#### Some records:
start
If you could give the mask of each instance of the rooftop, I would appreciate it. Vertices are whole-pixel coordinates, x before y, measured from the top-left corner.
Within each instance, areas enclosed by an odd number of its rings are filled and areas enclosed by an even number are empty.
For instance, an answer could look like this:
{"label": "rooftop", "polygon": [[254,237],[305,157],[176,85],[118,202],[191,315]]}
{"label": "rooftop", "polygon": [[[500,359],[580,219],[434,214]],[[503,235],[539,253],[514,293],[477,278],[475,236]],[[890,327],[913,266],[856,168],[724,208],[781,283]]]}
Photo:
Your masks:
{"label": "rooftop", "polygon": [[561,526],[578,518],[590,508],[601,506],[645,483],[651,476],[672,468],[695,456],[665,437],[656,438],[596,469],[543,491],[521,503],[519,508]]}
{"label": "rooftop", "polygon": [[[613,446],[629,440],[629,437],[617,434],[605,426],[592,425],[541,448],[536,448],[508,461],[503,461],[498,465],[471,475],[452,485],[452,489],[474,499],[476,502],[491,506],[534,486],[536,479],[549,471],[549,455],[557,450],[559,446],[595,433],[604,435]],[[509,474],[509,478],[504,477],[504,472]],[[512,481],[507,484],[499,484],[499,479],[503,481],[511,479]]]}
end
#### WORK TO BE COMPLETED:
Retype the records that precede this task, keeping them exactly the same.

#### ANSWER IN FULL:
If you could give the mask of each instance of the rooftop, I would appreciate it. Vertices are whole-pixel coordinates, x before y, measured from the top-left corner.
Within each instance, areas enclosed by an odd number of its rings are filled and areas enclosed by an even number are empty.
For instance, an answer could look like this:
{"label": "rooftop", "polygon": [[254,237],[305,157],[176,85],[118,202],[191,315]]}
{"label": "rooftop", "polygon": [[[500,359],[580,219],[434,214]],[[503,235],[539,253],[514,293],[477,278],[475,236]],[[890,327],[913,266],[856,168],[724,208],[781,283]]]}
Photo:
Your masks:
{"label": "rooftop", "polygon": [[561,526],[578,518],[590,508],[601,506],[645,483],[651,476],[672,468],[695,456],[665,437],[656,438],[596,469],[543,491],[521,503],[519,508]]}
{"label": "rooftop", "polygon": [[[613,446],[629,440],[629,437],[617,434],[605,426],[592,425],[541,448],[536,448],[508,461],[503,461],[498,465],[471,475],[452,485],[452,489],[474,499],[476,502],[491,506],[534,486],[536,479],[549,471],[549,455],[557,450],[559,446],[595,433],[604,435]],[[509,474],[509,478],[504,477],[504,472]],[[512,481],[507,484],[499,484],[499,479],[503,481],[511,479]]]}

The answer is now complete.